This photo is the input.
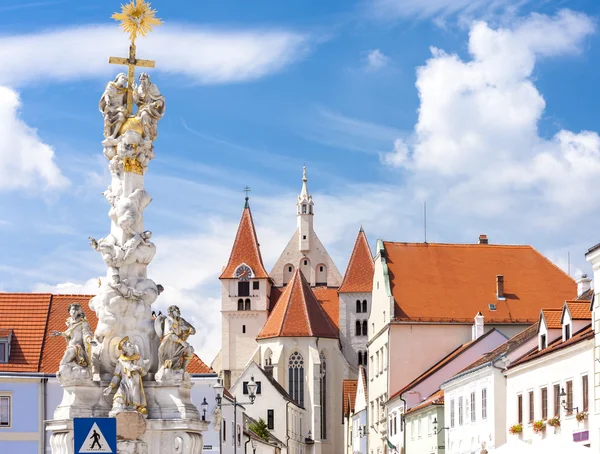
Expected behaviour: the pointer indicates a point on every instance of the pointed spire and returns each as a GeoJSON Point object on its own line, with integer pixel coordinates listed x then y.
{"type": "Point", "coordinates": [359, 274]}
{"type": "Point", "coordinates": [246, 249]}
{"type": "Point", "coordinates": [298, 313]}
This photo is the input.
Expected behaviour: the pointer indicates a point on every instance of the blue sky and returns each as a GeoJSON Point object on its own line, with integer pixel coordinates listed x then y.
{"type": "Point", "coordinates": [488, 110]}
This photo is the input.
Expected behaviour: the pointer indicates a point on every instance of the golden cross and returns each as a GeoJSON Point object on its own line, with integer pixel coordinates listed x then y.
{"type": "Point", "coordinates": [131, 62]}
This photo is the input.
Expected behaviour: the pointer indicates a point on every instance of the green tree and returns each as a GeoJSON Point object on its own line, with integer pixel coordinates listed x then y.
{"type": "Point", "coordinates": [260, 428]}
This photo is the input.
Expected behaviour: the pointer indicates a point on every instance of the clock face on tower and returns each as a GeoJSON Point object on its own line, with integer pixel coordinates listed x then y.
{"type": "Point", "coordinates": [243, 272]}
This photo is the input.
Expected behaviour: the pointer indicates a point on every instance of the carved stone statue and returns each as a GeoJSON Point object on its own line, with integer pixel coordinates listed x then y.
{"type": "Point", "coordinates": [151, 105]}
{"type": "Point", "coordinates": [127, 379]}
{"type": "Point", "coordinates": [173, 330]}
{"type": "Point", "coordinates": [77, 359]}
{"type": "Point", "coordinates": [112, 105]}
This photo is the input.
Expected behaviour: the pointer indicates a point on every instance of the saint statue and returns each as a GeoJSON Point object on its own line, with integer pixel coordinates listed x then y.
{"type": "Point", "coordinates": [79, 339]}
{"type": "Point", "coordinates": [151, 105]}
{"type": "Point", "coordinates": [127, 379]}
{"type": "Point", "coordinates": [112, 105]}
{"type": "Point", "coordinates": [174, 351]}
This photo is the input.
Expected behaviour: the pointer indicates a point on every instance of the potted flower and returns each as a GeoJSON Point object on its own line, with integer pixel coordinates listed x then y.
{"type": "Point", "coordinates": [539, 426]}
{"type": "Point", "coordinates": [516, 429]}
{"type": "Point", "coordinates": [554, 422]}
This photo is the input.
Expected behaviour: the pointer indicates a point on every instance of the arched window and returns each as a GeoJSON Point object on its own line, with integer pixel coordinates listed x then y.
{"type": "Point", "coordinates": [296, 378]}
{"type": "Point", "coordinates": [323, 376]}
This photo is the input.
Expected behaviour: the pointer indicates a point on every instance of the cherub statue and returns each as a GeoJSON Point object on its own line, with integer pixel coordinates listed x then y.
{"type": "Point", "coordinates": [127, 379]}
{"type": "Point", "coordinates": [151, 105]}
{"type": "Point", "coordinates": [112, 105]}
{"type": "Point", "coordinates": [173, 330]}
{"type": "Point", "coordinates": [79, 337]}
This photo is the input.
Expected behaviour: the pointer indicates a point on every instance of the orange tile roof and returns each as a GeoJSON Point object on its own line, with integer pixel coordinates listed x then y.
{"type": "Point", "coordinates": [451, 282]}
{"type": "Point", "coordinates": [245, 249]}
{"type": "Point", "coordinates": [552, 317]}
{"type": "Point", "coordinates": [580, 310]}
{"type": "Point", "coordinates": [25, 314]}
{"type": "Point", "coordinates": [437, 398]}
{"type": "Point", "coordinates": [330, 302]}
{"type": "Point", "coordinates": [298, 313]}
{"type": "Point", "coordinates": [349, 388]}
{"type": "Point", "coordinates": [33, 349]}
{"type": "Point", "coordinates": [359, 274]}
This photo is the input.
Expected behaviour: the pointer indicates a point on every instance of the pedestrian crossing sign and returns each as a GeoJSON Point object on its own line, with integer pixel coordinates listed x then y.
{"type": "Point", "coordinates": [97, 435]}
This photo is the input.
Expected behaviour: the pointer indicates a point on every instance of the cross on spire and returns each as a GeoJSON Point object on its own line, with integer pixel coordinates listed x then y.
{"type": "Point", "coordinates": [246, 190]}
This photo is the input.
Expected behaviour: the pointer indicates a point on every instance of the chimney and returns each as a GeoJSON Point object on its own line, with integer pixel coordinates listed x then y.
{"type": "Point", "coordinates": [584, 283]}
{"type": "Point", "coordinates": [478, 327]}
{"type": "Point", "coordinates": [500, 287]}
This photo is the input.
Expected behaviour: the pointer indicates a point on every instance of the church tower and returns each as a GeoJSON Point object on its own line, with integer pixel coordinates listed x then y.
{"type": "Point", "coordinates": [304, 250]}
{"type": "Point", "coordinates": [245, 291]}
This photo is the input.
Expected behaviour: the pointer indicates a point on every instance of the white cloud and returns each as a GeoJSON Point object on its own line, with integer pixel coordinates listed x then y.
{"type": "Point", "coordinates": [25, 161]}
{"type": "Point", "coordinates": [204, 55]}
{"type": "Point", "coordinates": [477, 132]}
{"type": "Point", "coordinates": [376, 60]}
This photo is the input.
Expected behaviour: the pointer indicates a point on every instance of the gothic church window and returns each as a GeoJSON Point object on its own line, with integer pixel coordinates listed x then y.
{"type": "Point", "coordinates": [323, 376]}
{"type": "Point", "coordinates": [296, 378]}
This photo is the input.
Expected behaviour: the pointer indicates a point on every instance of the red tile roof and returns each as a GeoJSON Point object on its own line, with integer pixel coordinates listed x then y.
{"type": "Point", "coordinates": [298, 313]}
{"type": "Point", "coordinates": [25, 314]}
{"type": "Point", "coordinates": [349, 388]}
{"type": "Point", "coordinates": [579, 310]}
{"type": "Point", "coordinates": [359, 274]}
{"type": "Point", "coordinates": [552, 317]}
{"type": "Point", "coordinates": [437, 398]}
{"type": "Point", "coordinates": [580, 336]}
{"type": "Point", "coordinates": [33, 349]}
{"type": "Point", "coordinates": [245, 249]}
{"type": "Point", "coordinates": [451, 282]}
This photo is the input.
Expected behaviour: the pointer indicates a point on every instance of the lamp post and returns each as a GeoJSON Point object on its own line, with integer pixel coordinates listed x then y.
{"type": "Point", "coordinates": [563, 401]}
{"type": "Point", "coordinates": [252, 387]}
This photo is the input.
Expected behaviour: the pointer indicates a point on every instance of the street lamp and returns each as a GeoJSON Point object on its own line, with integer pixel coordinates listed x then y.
{"type": "Point", "coordinates": [219, 388]}
{"type": "Point", "coordinates": [435, 428]}
{"type": "Point", "coordinates": [563, 401]}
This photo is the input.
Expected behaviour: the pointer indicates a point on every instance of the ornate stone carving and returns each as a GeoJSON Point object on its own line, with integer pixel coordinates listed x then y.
{"type": "Point", "coordinates": [175, 352]}
{"type": "Point", "coordinates": [76, 363]}
{"type": "Point", "coordinates": [127, 379]}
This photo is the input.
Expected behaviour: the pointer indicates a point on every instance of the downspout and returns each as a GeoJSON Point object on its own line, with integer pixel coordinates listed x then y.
{"type": "Point", "coordinates": [403, 423]}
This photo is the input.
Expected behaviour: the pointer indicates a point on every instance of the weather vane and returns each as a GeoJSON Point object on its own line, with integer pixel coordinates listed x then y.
{"type": "Point", "coordinates": [137, 18]}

- **Exercise goal**
The reply should hold every entry above, given again exactly, but not a single picture.

- **Answer space**
This photo is the input.
Expected behaviour: the pointer indicates a point on every instance of the pointed spire and returns each as a GeoJSON Point object on its own line, with integer pixel coordinates listed x then y.
{"type": "Point", "coordinates": [359, 274]}
{"type": "Point", "coordinates": [246, 249]}
{"type": "Point", "coordinates": [298, 313]}
This photo is the input.
Expected behaviour: the pointer indicates a point on every instance of the blue sky and returns each as a GeoJSON Point object on its own line, with integer pixel coordinates listed x then y.
{"type": "Point", "coordinates": [488, 110]}
This photo is the input.
Expected behaviour: the pointer indicates a point on every instance of the golden cross and returns each as a GeoJSON Point object on its own line, with integer pixel coordinates listed x then y.
{"type": "Point", "coordinates": [131, 62]}
This photo is the input.
Expected behaviour: the pointer indicates a point on every instance of the green tree and returns each as a GeoJSON Point object on its own line, with integer pixel coordinates listed x then y.
{"type": "Point", "coordinates": [260, 428]}
This photo is the input.
Expected behaviour: the pointer indicates a point on every instance of the clock face on tower and returns each as a GeoJSON Point object on its own line, with integer pixel coordinates listed x then y.
{"type": "Point", "coordinates": [243, 272]}
This photo is the input.
Expected behaviour: the pointer indicates a point on every instance of the carved stone statue and returns each as a GeoJSON Point object on its own line, with integer pixel coordinates listed x then y.
{"type": "Point", "coordinates": [151, 105]}
{"type": "Point", "coordinates": [127, 379]}
{"type": "Point", "coordinates": [173, 330]}
{"type": "Point", "coordinates": [77, 359]}
{"type": "Point", "coordinates": [112, 105]}
This photo is the input.
Expected behaviour: the pointer indicates a point on every instance of the saint statue and returns each as a GeoJSON Point object on its own line, with integer pixel coordinates listed x then y.
{"type": "Point", "coordinates": [79, 339]}
{"type": "Point", "coordinates": [151, 105]}
{"type": "Point", "coordinates": [127, 379]}
{"type": "Point", "coordinates": [112, 105]}
{"type": "Point", "coordinates": [174, 351]}
This photo is the input.
Expected behaviour: the pointer indicates a point on every instance of the potted flower and returns each as a GeoJSON Point object on its own line, with integer pixel coordinates listed x then y.
{"type": "Point", "coordinates": [539, 426]}
{"type": "Point", "coordinates": [516, 429]}
{"type": "Point", "coordinates": [554, 422]}
This photo is the input.
Expected behaviour: the pointer indicates a point on every instance of the arched window and returns each as a GeoJSON Point object on its own line, with integer pixel coordinates listed x then y.
{"type": "Point", "coordinates": [296, 378]}
{"type": "Point", "coordinates": [323, 376]}
This photo is the input.
Expected behaviour: the pointer indicates a point on every instance of the cherub statue and returns each as a GeoJSON Point object on its own line, with integer pixel coordinates listed x then y.
{"type": "Point", "coordinates": [127, 379]}
{"type": "Point", "coordinates": [151, 105]}
{"type": "Point", "coordinates": [112, 105]}
{"type": "Point", "coordinates": [173, 330]}
{"type": "Point", "coordinates": [79, 337]}
This photo is the input.
Expected behaviour: the pointer indicates a point on every instance of the orange tile roof and returns each as a GeoJSON Point object on its own line, with integer pixel coordinates listed x then y.
{"type": "Point", "coordinates": [451, 282]}
{"type": "Point", "coordinates": [245, 249]}
{"type": "Point", "coordinates": [552, 317]}
{"type": "Point", "coordinates": [580, 310]}
{"type": "Point", "coordinates": [25, 314]}
{"type": "Point", "coordinates": [437, 398]}
{"type": "Point", "coordinates": [330, 302]}
{"type": "Point", "coordinates": [298, 313]}
{"type": "Point", "coordinates": [349, 388]}
{"type": "Point", "coordinates": [33, 349]}
{"type": "Point", "coordinates": [359, 274]}
This photo is the input.
Expected behaviour: the pointer indicates a point on every instance of the pedestrian crossing sign and returns each as a GeoJSON Point object on its own line, with integer pixel coordinates listed x then y.
{"type": "Point", "coordinates": [97, 435]}
This photo is the input.
Expected behaviour: the pointer indicates a point on every instance of the cross on spire and returns each as a GeoJSON Point object on its own line, with integer pixel coordinates listed x then y.
{"type": "Point", "coordinates": [246, 190]}
This photo is the input.
Expected behaviour: the pointer indicates a point on every instance of the chimney and returns each as a GeoJSON Point object on its own line, with integer pixel coordinates listed x then y.
{"type": "Point", "coordinates": [584, 283]}
{"type": "Point", "coordinates": [478, 327]}
{"type": "Point", "coordinates": [500, 287]}
This photo is the input.
Expected behaviour: the pointer indicates a point on every instance of the church tower and returns each as a GeoJSON Point object on its own line, with integer pixel coordinates listed x then y.
{"type": "Point", "coordinates": [304, 250]}
{"type": "Point", "coordinates": [245, 291]}
This photo is the input.
Expected behaviour: the pointer indicates a point on every instance of the white cloud and returns each as a GeoJSON Point object on its own line, with integer pixel coordinates listed x then y.
{"type": "Point", "coordinates": [25, 161]}
{"type": "Point", "coordinates": [204, 55]}
{"type": "Point", "coordinates": [477, 132]}
{"type": "Point", "coordinates": [376, 60]}
This photo is the input.
Expected behaviour: the pointer indicates a point on every instance of the gothic church window and returns each as a GeoJSON Point object on its own line, with integer pixel coordinates listed x then y.
{"type": "Point", "coordinates": [323, 376]}
{"type": "Point", "coordinates": [296, 378]}
This photo is the input.
Expected behaviour: the pointer indicates a point on every instance of the red tile roof and returns each as a GeoJSON Point object on its own line, with integer pixel coordinates listed x then y.
{"type": "Point", "coordinates": [298, 313]}
{"type": "Point", "coordinates": [25, 314]}
{"type": "Point", "coordinates": [349, 388]}
{"type": "Point", "coordinates": [579, 310]}
{"type": "Point", "coordinates": [359, 274]}
{"type": "Point", "coordinates": [552, 317]}
{"type": "Point", "coordinates": [437, 398]}
{"type": "Point", "coordinates": [580, 336]}
{"type": "Point", "coordinates": [33, 349]}
{"type": "Point", "coordinates": [245, 249]}
{"type": "Point", "coordinates": [451, 282]}
This photo is the input.
Expected behaviour: the pointer indicates a point on every instance of the lamp post and returns each as a GeoJSON Point object on its own line, with integer pixel coordinates listed x then y.
{"type": "Point", "coordinates": [563, 401]}
{"type": "Point", "coordinates": [252, 387]}
This photo is the input.
Expected behaviour: the pointer indicates a point on every instance of the street lamp and returns each as a GeoJSON Point object on its own line, with integer pixel coordinates listed x then y.
{"type": "Point", "coordinates": [219, 388]}
{"type": "Point", "coordinates": [435, 428]}
{"type": "Point", "coordinates": [563, 401]}
This photo is the input.
Expected behaviour: the pointer indicates a point on every instance of the ornate stone carving and returns each as a GeoJSON Point object on its own line, with integer pixel coordinates listed x then y.
{"type": "Point", "coordinates": [175, 352]}
{"type": "Point", "coordinates": [76, 363]}
{"type": "Point", "coordinates": [127, 379]}
This photo is the input.
Expected behaviour: the pointer indicates a point on every instance of the downspout and returns each as a GeoJSON Point object on its own line, with integer pixel coordinates listed x then y.
{"type": "Point", "coordinates": [403, 423]}
This photo is the input.
Expected behaviour: the pointer indicates a point on every instance of the weather vane and returns each as a GeoJSON Point object on its own line, with integer pixel coordinates listed x then y.
{"type": "Point", "coordinates": [137, 18]}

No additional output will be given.